■ SECÇÃO DO DOCUMENTO

Late at night, late at night, the city is sleeping, everybody is sleeping. Only the filmmakers are awake, working late, late into the night. (…) Here I am, with my film, this film, which is just images. Images with no purpose, for no purpose, just for myself and a few friends. (…) Some fragments of this world, of my world, which is not so different from any other, anybody else’s world.
Presentes desde o início de Out-Takes From The Life of a Happy Man (Mekas debruçado sobre a mesa de montagem, dando à manivela da sua velha moviola), os barulhos mecânicos associados ao cinema analógico prolongam-se durante o primeiro de uma série de intertítulos sob a forma de haikus, o qual evoca o rumor das folhas agitadas pelo vento — afinal, para o cineasta, movimentos da natureza e imagens em movimentos constituem uma e a mesma paixão. Estas passagens auto-referenciais surgem repetidas vezes na montagem, constituindo um ponto de ancoragem para a reflexão que Mekas desenvolve a partir do material recuperado.

■ DADOS ARMAZENADOS
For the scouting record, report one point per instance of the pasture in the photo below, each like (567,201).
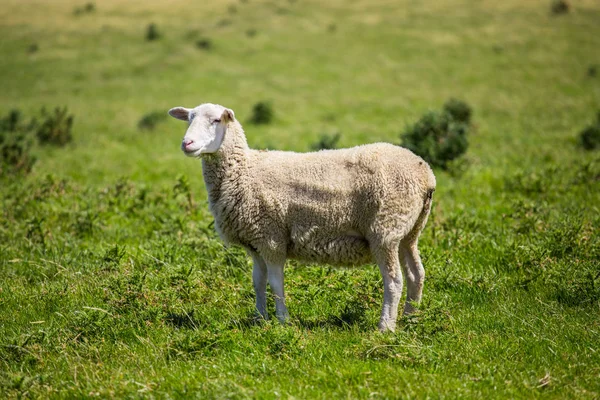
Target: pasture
(114,284)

■ REQUISITOS DO EXERCÍCIO
• a. Pode transcrever do texto sobre o filme de Mekas o trecho que começa em "Late at night, late" e segue até "anybody else’s world."?
• b. Na citação em inglês do texto sobre o filme de Mekas, quem ou o que é dito estar a dormir e quem é dito estar acordado?
• c. Prossiga com o texto sobre Out-Takes From The Life of a Happy Man a partir da última frase apresentada.

■ RESPOSTAS AOS PROBLEMAS
• a.
Late at night, late at night, the city is sleeping, everybody is sleeping. Only the filmmakers are awake, working late, late into the night. (…) Here I am, with my film, this film, which is just images. Images with no purpose, for no purpose, just for myself and a few friends. (…) Some fragments of this world, of my world, which is not so different from any other, anybody else’s world.

• b.
A dormir: the city; everybody
Acordados: the filmmakers

• c.
Intercalada ao crepitar ensurdecedor da moviola e às melodias melancólicas improvisadas por Auguste Varkalis ao piano, a voz de Jonas Mekas faz-se ouvir longamente em quatro momentos distintos do filme, numa espécie de ladainha que retoma várias vezes as mesmas ideias até regressar ao ponto de partida (assim, as primeira e última intervenções do cineasta são idênticas, concluindo o filme novamente com a evocação da figura do artista em ação enquanto a cidade dorme). Esta dimensão de ritornello assumida pela voz off casa perfeitamente com o tempo allegro que pauta o estilo de montagem praticada pelo cineasta: para além da distância entre o tempo do discurso e o tempo das imagens, a própria natureza fragmentária do material presta-se a uma exploração puramente rítmica da montagem em torno dos efeitos visuais e cinéticos puros sugeridos pelas formas, cores, linhas e luzes, que deslizam, chocam, vibram e dançam no ecrã.
Paralelamente ao despertar do seu fascínio pela poesia sensível do mundo, Mekas via nascer o desejo de partilhar as suas experiências com os outros (…)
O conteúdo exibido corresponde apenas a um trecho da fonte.